* TEXT EXCERPT *
It featured an incredible amount of understanding for a high school senior.
Cole stuck the note in his father's jacket before work one day last March - his dad was leaving for a three-day trip - and headed to school a nervous wreck. He anticipated the worst.
"That letter in his jacket pocket was like a ticking time bomb."
When a text message from Ray Fox popped up on Cole's phone during sixth period, he had to leave the classroom to read it. He stepped outside breathing hard, his heart racing. He pressed and swiped the phone in his hands.
"You are still a great son and I am proud of you."
Ray's only disappointment was that he had obviously created an atmosphere where Cole thought he might not be loved as a gay son as much as he would be as a straight son. In the days and weeks that would come, Ray would assure Cole that was not the case.
While his family and team have embraced Cole, the Matthew Shepard Scholarship offers all of Don Bosco High School the opportunity to demonstrate acceptance, a departure from a bygone era.
"A student from my school received the scholarship 10 years ago," Cole said, "and the feedback from the community 10 years ago was unacceptable. The school did not present the award and did not acknowledge the student's accomplishment. This is a chance for Don Bosco to show its progress over the last 10 years. The way my family and community have reacted so far is a great sign."
Soon he'll be leaving Don Bosco, and Cole wants to use his advocacy efforts to build two key bridges.
Most important to him is his hope of bringing together his beloved Catholic Church and the LGBT community. While he personally understands the decades of torment the Catholic Church has pushed on gay people, Cole sees hope in Pope Francis and a new direction for the Church. He says more and more Catholics are opening their hearts to LGBT people as a result. For years he bought into the damaging messages of some in the Catholic Church, but it was on a church retreat last July that he found Catholic Social Teaching.

Coordinate annotation records:
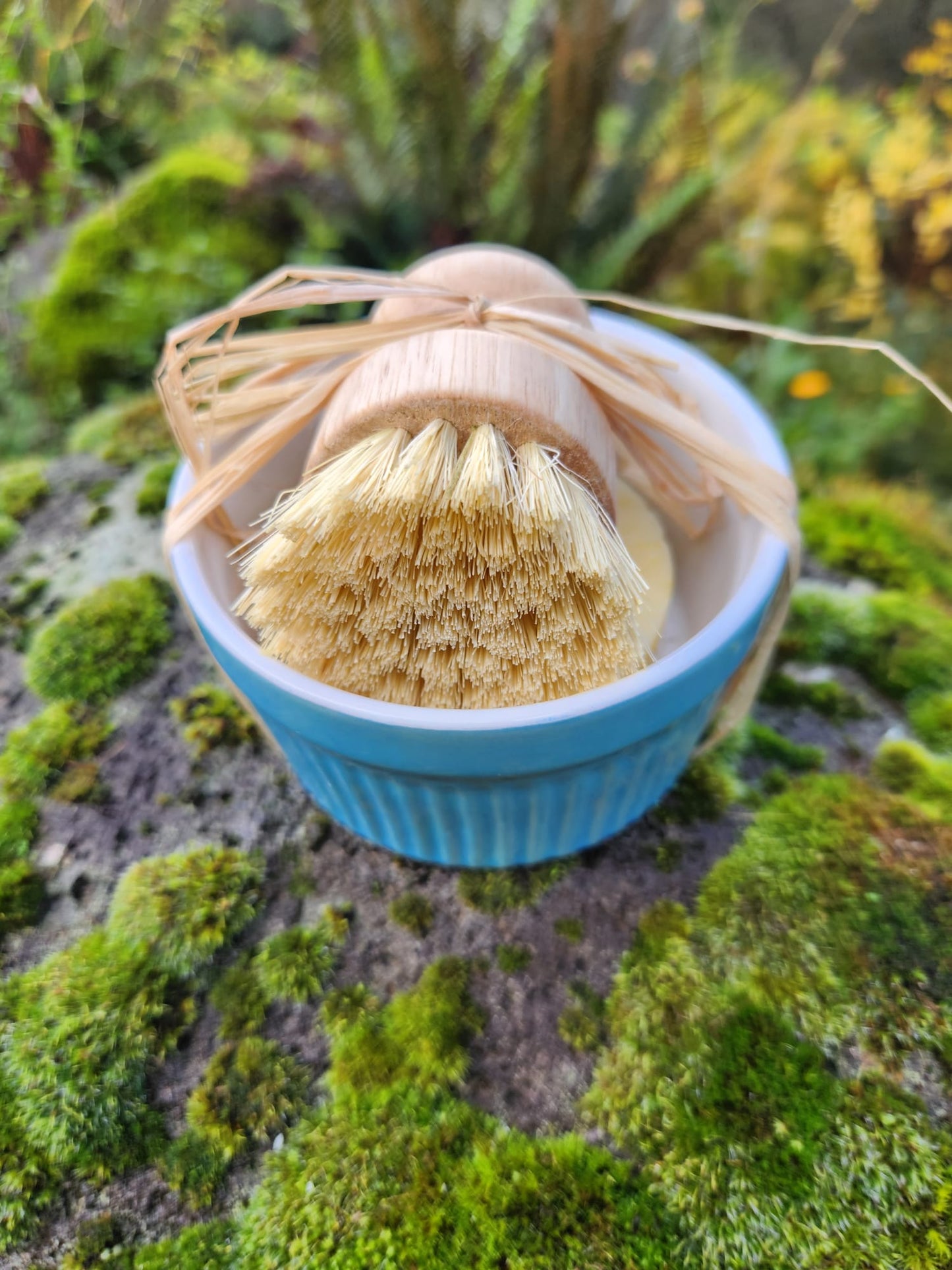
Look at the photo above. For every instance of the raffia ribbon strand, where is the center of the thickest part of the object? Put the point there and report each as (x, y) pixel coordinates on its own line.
(217, 384)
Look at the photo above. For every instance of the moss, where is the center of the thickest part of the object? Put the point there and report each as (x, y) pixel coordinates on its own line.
(97, 1240)
(240, 1000)
(931, 716)
(827, 697)
(198, 1248)
(767, 743)
(495, 890)
(420, 1037)
(909, 768)
(211, 716)
(154, 490)
(123, 432)
(41, 755)
(86, 1027)
(250, 1091)
(900, 643)
(184, 907)
(101, 644)
(22, 896)
(9, 531)
(82, 1031)
(19, 822)
(571, 929)
(891, 535)
(395, 1172)
(826, 926)
(174, 243)
(414, 912)
(296, 964)
(583, 1022)
(23, 487)
(705, 790)
(513, 958)
(193, 1167)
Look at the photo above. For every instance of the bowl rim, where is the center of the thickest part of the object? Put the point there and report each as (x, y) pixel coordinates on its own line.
(756, 589)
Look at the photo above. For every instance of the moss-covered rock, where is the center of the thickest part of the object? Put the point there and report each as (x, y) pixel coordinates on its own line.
(22, 893)
(103, 643)
(183, 908)
(40, 756)
(123, 432)
(154, 490)
(394, 1171)
(9, 531)
(250, 1091)
(909, 768)
(513, 958)
(891, 535)
(826, 925)
(296, 964)
(23, 487)
(210, 716)
(19, 822)
(198, 1248)
(82, 1031)
(901, 644)
(175, 242)
(414, 912)
(828, 697)
(494, 890)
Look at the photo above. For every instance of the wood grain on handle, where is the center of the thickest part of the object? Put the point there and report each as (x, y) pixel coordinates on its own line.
(470, 376)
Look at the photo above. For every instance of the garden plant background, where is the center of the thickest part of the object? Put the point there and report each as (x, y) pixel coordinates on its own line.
(233, 1035)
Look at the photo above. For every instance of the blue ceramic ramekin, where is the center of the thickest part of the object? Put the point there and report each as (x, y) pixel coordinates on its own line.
(518, 785)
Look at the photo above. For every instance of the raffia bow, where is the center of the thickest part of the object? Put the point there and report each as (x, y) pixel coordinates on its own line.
(235, 399)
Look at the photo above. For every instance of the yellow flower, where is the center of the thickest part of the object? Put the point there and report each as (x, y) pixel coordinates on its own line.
(690, 11)
(809, 385)
(639, 65)
(934, 226)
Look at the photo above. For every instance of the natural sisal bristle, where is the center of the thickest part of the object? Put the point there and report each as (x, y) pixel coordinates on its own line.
(403, 572)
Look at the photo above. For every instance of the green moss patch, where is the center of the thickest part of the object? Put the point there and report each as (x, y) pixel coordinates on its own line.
(49, 753)
(19, 822)
(103, 643)
(828, 697)
(891, 535)
(9, 531)
(513, 958)
(80, 1033)
(414, 912)
(824, 926)
(250, 1091)
(154, 490)
(900, 643)
(123, 432)
(398, 1171)
(174, 243)
(188, 906)
(23, 487)
(210, 716)
(909, 768)
(495, 890)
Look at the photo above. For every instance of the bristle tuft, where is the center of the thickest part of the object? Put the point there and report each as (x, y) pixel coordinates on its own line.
(404, 572)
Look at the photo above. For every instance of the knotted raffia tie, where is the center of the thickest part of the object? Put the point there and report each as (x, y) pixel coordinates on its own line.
(234, 400)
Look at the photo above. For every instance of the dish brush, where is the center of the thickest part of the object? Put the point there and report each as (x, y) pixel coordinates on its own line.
(453, 541)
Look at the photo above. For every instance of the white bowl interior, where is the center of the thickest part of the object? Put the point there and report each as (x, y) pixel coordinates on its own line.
(727, 568)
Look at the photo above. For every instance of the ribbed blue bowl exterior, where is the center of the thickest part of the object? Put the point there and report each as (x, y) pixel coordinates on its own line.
(501, 798)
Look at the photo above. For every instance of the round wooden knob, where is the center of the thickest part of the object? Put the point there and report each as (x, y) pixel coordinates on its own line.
(470, 376)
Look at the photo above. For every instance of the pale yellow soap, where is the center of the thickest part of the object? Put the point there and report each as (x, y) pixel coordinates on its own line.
(644, 536)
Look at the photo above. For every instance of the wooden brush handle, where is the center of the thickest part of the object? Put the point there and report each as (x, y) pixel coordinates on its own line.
(468, 376)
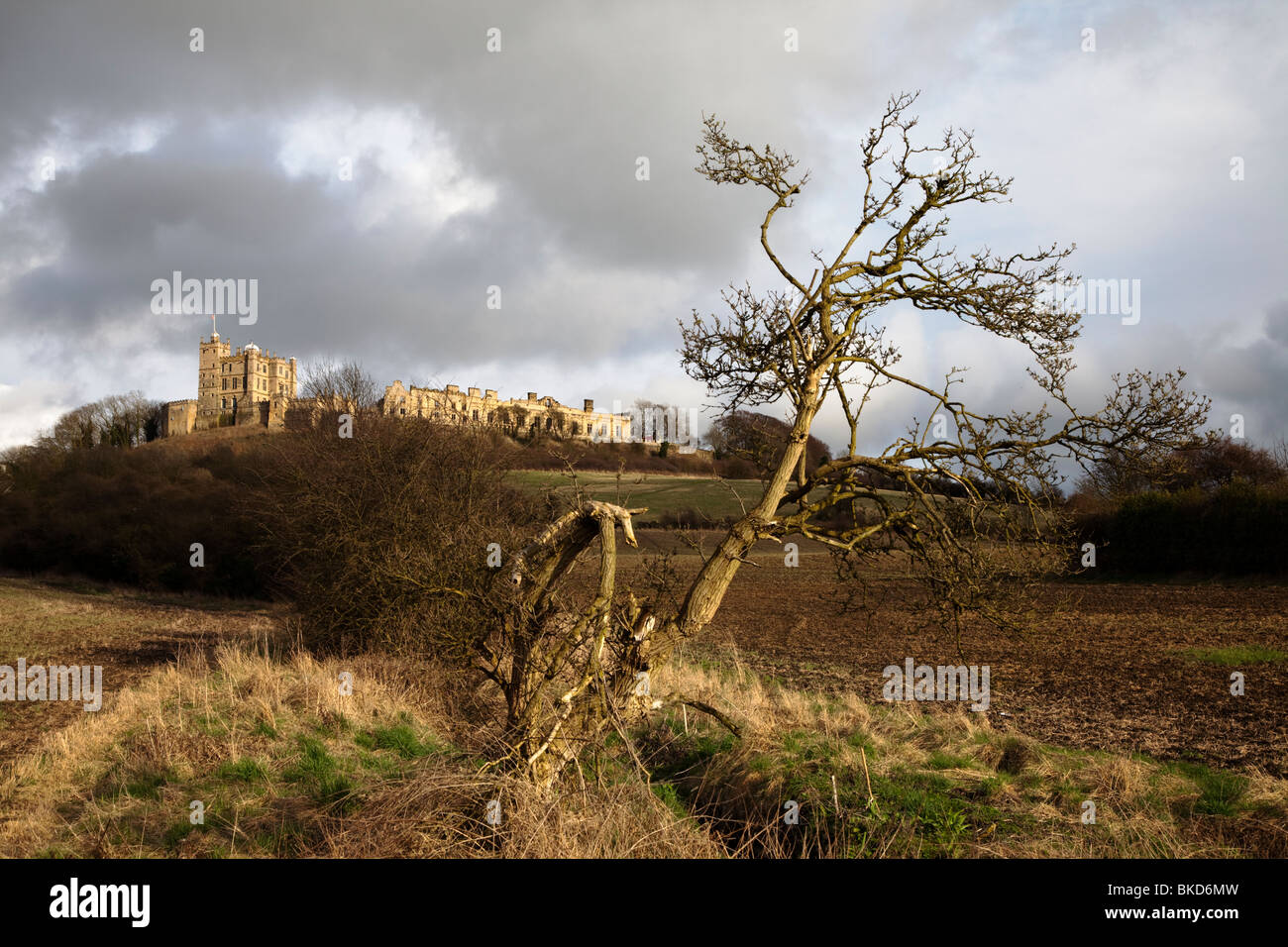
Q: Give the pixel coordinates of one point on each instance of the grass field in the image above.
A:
(1121, 701)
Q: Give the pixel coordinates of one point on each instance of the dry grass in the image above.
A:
(287, 766)
(941, 783)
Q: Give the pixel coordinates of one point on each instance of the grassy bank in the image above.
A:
(284, 763)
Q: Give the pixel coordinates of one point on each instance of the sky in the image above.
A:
(378, 169)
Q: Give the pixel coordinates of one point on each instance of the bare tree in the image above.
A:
(571, 673)
(340, 385)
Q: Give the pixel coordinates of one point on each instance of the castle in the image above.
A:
(529, 416)
(253, 386)
(244, 386)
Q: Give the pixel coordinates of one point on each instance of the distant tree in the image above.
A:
(340, 385)
(572, 673)
(760, 438)
(116, 420)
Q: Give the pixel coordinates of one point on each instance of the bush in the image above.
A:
(382, 539)
(1235, 530)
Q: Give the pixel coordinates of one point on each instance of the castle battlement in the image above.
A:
(529, 415)
(244, 386)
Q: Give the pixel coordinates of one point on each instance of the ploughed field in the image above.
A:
(1100, 665)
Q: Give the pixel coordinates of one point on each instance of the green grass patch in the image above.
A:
(1235, 655)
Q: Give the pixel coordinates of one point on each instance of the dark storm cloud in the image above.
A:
(176, 159)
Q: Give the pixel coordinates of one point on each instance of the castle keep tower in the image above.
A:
(207, 372)
(244, 386)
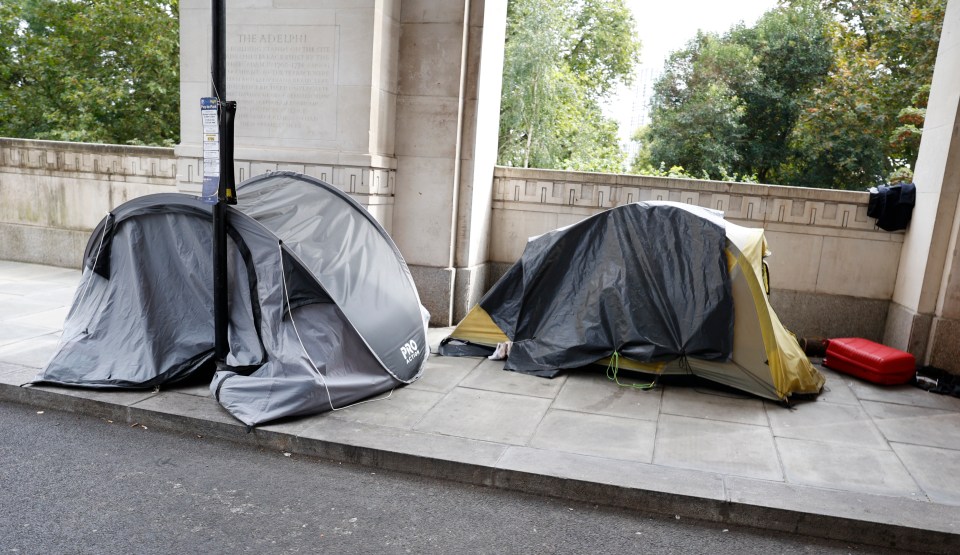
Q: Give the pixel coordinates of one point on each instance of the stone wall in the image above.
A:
(832, 271)
(52, 194)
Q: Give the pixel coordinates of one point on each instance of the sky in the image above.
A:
(665, 26)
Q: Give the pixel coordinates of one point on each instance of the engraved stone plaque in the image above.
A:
(284, 80)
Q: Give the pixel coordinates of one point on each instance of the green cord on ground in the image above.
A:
(614, 367)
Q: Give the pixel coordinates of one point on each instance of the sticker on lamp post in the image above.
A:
(211, 150)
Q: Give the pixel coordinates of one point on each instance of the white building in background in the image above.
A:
(641, 92)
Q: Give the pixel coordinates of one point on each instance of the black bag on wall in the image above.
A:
(892, 206)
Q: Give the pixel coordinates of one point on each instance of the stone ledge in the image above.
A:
(862, 518)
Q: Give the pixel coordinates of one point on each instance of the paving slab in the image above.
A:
(827, 423)
(862, 463)
(34, 352)
(848, 467)
(444, 373)
(916, 425)
(936, 470)
(907, 523)
(52, 318)
(489, 375)
(486, 415)
(346, 440)
(836, 389)
(723, 447)
(401, 408)
(596, 434)
(902, 395)
(593, 393)
(713, 404)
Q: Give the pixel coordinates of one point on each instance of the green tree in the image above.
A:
(560, 60)
(729, 103)
(90, 70)
(827, 93)
(697, 117)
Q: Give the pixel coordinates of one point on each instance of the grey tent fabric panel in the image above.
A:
(149, 323)
(354, 260)
(650, 282)
(289, 385)
(143, 314)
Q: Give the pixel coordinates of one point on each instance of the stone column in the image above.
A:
(448, 112)
(396, 102)
(316, 87)
(924, 317)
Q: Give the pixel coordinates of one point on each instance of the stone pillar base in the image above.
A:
(450, 293)
(944, 347)
(907, 330)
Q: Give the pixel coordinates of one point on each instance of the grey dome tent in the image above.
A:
(655, 287)
(323, 310)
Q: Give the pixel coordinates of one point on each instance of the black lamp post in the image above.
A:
(226, 192)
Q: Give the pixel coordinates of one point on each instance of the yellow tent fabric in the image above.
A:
(766, 359)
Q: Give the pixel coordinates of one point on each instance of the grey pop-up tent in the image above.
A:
(323, 310)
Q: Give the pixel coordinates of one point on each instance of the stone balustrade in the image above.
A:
(833, 272)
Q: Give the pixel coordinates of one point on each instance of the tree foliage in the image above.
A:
(561, 59)
(90, 70)
(827, 93)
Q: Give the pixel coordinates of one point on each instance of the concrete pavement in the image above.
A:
(871, 464)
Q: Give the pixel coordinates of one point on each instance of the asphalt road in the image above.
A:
(75, 484)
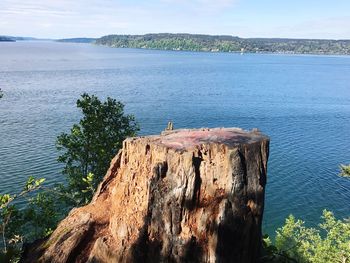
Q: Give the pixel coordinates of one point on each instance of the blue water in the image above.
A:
(301, 102)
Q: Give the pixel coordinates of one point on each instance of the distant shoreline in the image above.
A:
(208, 43)
(212, 44)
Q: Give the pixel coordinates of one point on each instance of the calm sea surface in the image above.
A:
(301, 102)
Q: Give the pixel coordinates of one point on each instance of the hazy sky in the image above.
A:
(245, 18)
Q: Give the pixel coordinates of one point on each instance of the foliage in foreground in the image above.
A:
(34, 219)
(91, 144)
(329, 242)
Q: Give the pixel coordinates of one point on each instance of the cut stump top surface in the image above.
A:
(183, 139)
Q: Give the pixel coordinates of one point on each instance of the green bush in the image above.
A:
(295, 242)
(91, 144)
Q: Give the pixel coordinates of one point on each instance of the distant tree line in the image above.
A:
(193, 42)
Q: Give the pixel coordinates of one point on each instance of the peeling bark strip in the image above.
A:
(183, 196)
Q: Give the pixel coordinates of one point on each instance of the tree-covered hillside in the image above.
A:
(191, 42)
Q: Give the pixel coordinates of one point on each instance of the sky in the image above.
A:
(329, 19)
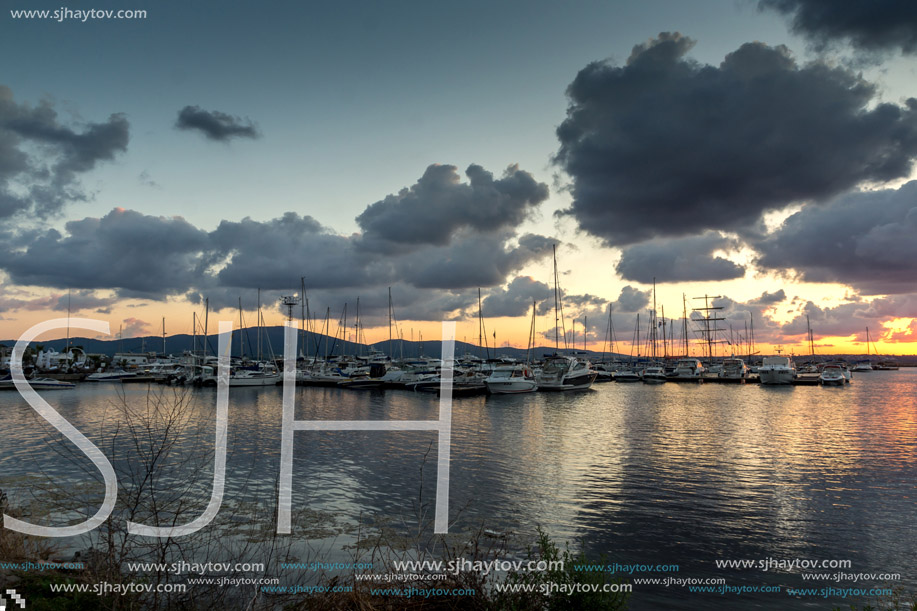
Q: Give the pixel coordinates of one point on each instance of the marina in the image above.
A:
(814, 472)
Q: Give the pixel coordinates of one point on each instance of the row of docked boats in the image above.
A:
(471, 374)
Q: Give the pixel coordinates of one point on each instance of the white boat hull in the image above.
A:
(775, 377)
(510, 387)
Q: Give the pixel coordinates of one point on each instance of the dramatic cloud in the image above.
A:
(768, 299)
(215, 125)
(439, 204)
(473, 260)
(869, 25)
(687, 259)
(41, 159)
(865, 240)
(516, 299)
(140, 256)
(122, 250)
(631, 300)
(134, 327)
(851, 319)
(666, 147)
(275, 254)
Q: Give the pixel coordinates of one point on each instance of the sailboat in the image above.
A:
(865, 364)
(563, 372)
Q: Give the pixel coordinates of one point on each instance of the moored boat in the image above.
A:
(653, 374)
(777, 370)
(562, 372)
(832, 375)
(511, 379)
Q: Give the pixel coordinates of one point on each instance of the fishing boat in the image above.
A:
(263, 376)
(511, 379)
(777, 370)
(832, 375)
(113, 375)
(561, 372)
(734, 370)
(886, 365)
(627, 375)
(653, 374)
(37, 384)
(691, 369)
(864, 364)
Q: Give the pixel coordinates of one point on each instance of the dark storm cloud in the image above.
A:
(41, 159)
(276, 253)
(472, 260)
(516, 299)
(83, 300)
(864, 240)
(767, 299)
(122, 250)
(666, 147)
(869, 25)
(215, 125)
(688, 259)
(631, 300)
(439, 204)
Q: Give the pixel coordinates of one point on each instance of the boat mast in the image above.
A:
(241, 332)
(481, 338)
(68, 325)
(684, 305)
(556, 321)
(390, 351)
(302, 315)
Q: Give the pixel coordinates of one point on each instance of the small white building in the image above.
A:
(51, 359)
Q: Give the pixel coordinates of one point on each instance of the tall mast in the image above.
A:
(653, 319)
(390, 351)
(206, 323)
(302, 315)
(684, 305)
(556, 321)
(481, 337)
(68, 324)
(709, 315)
(241, 332)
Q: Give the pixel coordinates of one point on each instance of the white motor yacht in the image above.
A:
(565, 373)
(777, 370)
(511, 379)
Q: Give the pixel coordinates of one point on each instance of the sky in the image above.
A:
(760, 152)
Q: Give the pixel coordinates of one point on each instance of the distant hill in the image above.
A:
(317, 344)
(272, 343)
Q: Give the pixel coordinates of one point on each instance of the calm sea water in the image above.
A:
(671, 474)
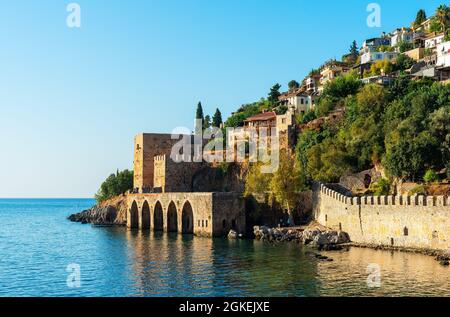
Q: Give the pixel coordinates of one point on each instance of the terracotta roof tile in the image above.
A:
(265, 116)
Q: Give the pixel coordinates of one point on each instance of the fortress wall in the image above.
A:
(146, 147)
(402, 221)
(228, 213)
(172, 176)
(208, 210)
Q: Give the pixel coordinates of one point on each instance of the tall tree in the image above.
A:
(354, 50)
(420, 18)
(207, 122)
(443, 16)
(217, 119)
(274, 94)
(199, 116)
(293, 84)
(286, 183)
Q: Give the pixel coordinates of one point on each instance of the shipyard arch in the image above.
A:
(145, 216)
(158, 223)
(134, 216)
(172, 218)
(187, 219)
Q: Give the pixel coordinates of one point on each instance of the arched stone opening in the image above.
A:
(172, 218)
(134, 216)
(145, 216)
(158, 223)
(187, 219)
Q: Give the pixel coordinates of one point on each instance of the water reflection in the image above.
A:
(183, 265)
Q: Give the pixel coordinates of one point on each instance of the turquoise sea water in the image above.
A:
(37, 244)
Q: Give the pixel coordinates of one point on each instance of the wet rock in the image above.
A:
(96, 215)
(232, 235)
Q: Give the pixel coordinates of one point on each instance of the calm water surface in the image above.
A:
(37, 244)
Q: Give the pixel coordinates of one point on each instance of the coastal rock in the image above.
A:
(232, 235)
(325, 240)
(96, 215)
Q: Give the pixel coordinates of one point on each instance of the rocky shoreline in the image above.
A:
(442, 257)
(109, 213)
(323, 239)
(316, 237)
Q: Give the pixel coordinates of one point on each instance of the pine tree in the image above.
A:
(420, 18)
(217, 119)
(354, 50)
(207, 122)
(199, 116)
(293, 84)
(274, 94)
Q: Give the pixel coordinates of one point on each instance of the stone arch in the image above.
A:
(134, 216)
(158, 223)
(145, 216)
(187, 218)
(172, 218)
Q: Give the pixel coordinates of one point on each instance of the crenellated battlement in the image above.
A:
(387, 200)
(402, 221)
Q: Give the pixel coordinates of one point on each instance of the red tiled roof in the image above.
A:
(265, 116)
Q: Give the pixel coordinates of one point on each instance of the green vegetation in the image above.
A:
(381, 187)
(406, 128)
(245, 111)
(420, 18)
(430, 177)
(217, 119)
(282, 186)
(274, 94)
(404, 62)
(114, 185)
(293, 84)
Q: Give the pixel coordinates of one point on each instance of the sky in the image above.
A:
(72, 99)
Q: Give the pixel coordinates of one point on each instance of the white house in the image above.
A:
(298, 101)
(434, 40)
(378, 56)
(401, 35)
(443, 55)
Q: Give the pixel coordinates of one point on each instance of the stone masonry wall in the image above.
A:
(172, 176)
(402, 221)
(146, 147)
(209, 209)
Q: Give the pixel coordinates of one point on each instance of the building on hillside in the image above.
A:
(330, 72)
(312, 83)
(372, 57)
(425, 26)
(380, 79)
(298, 101)
(433, 40)
(416, 54)
(266, 120)
(361, 69)
(372, 44)
(402, 35)
(425, 68)
(443, 61)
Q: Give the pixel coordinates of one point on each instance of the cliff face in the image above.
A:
(110, 212)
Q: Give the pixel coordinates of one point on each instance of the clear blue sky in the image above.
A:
(71, 100)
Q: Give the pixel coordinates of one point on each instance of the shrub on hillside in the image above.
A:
(114, 185)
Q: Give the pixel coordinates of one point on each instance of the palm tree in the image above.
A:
(443, 16)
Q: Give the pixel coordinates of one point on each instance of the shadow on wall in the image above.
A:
(262, 211)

* TASKS *
1) In the article about Cole, what did Ray Fox's text message to his son say?
2) Carry on the article about Cole, starting right after its last sentence.

* RESPONSES PER TASK *
1) "You are still a great son and I am proud of you."

2)
"Catholic Social Teaching is the Church's teachings of human dignity. We believe that all humans are granted with God-given dignity and there is nothing that can shatter that dignity. It also has a lot to do with where Catholicism stands with social justice and charity in the world. Pope Francis has been very actively demonstrating Catholic Social Teaching and it is awesome."
He also sees the opportunity to open the hearts and minds of people in his sport. While only a small handful of high school and college wrestlers have ever come out publicly as gay, Cole knows there is more acceptance in the sport than many realize.
"We aren't all dumb wrestling jocks. We can be caring and joyful. I also think this is a good opportunity for athletes, and specifically wrestlers like me, who are in the same situation I was just a few years ago. I want to be that guy I needed when I was in middle school and early in high school. No one should feel excluded or different growing up, and all should be able to dedicate themselves to what they love and succeed."
At the end of the season Cole received the Coaches Award for his leadership and dedication to the team. He's headed to the Univ. of Northern Iowa this autumn. He's not yet sure if he'll try to wrestle there. Either way, he'll be working to bring increased acceptance to some of the historically darkest corners of our culture for LGBT people.